WHAT THIS TASK INVOLVES.
Output all the data exactly.

(Collected data)
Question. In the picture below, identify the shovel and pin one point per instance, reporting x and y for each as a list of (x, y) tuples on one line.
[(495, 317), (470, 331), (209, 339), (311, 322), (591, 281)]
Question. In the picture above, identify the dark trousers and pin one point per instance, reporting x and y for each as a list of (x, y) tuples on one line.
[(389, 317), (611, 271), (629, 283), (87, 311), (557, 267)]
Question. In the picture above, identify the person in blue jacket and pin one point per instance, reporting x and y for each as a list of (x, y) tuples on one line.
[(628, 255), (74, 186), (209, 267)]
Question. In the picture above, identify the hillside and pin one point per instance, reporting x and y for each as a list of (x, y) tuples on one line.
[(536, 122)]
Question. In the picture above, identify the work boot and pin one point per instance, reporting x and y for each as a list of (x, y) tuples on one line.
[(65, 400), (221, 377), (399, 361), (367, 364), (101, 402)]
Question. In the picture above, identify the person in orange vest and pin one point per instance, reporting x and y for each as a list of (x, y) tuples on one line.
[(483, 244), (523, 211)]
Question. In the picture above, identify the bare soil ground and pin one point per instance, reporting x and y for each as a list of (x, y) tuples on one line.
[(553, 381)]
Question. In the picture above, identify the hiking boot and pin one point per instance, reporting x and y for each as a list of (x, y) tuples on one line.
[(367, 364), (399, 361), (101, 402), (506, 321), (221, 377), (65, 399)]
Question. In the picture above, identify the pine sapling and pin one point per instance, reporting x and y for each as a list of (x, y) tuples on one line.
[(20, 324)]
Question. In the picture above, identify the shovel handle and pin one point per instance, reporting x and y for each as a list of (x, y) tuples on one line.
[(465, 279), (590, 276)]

REPLY.
Question. In the picture below, identify the shovel and pin one point per instance, reporting x and y for each as a list of (x, y) tuples on one line.
[(495, 317), (470, 331), (209, 339), (311, 322), (591, 281)]
Question. In the picture above, identify the dark trousers and pin one point per instance, reporting x and y for each as a list of (x, y) tuples on one line.
[(389, 317), (611, 271), (629, 283), (87, 311), (557, 267)]
Question. In the picture above, identify the person in blue jacket and pin one point per instance, reporting x and y for each as a list of (x, y) tuples on one line.
[(628, 255), (74, 186), (209, 267)]
Question. In the picture above, identify the hillside and pin one point per instance, reporting x and y for each as a list of (x, y) tuples on one line.
[(536, 122)]
Question. In the picture above, identify the work boot and pin one point per instance, reporting x and y for each as a list of (x, y) tuples on one line.
[(65, 400), (221, 377), (399, 361), (367, 364), (101, 402)]
Question. In the picture above, identify the person in orange vest and pin one point per instance, reporting x and y for each as a list of (x, y) tuples on one line.
[(483, 244), (523, 211)]
Question. In the picture above, identify the bare soil ground and pin one point per instance, reporting x and y for each as a list of (x, y) tuples on one line.
[(553, 381)]
Question. In the picture above, identify the hiking boot and pin one point per instance, reporting x and y for each as a list of (x, y) tuples on one line.
[(367, 364), (399, 361), (101, 402), (506, 321), (221, 377), (65, 399)]
Question. In the picture above, identify the pine sapling and pin one point per instance, reporting x and y for each as a list of (x, y) tuples on one line.
[(20, 324)]
Question. In the picture above, identify the shovel handle and pin one point per instance, reporting x and y for each as a list of (x, y) tuples on one line.
[(465, 279), (590, 276)]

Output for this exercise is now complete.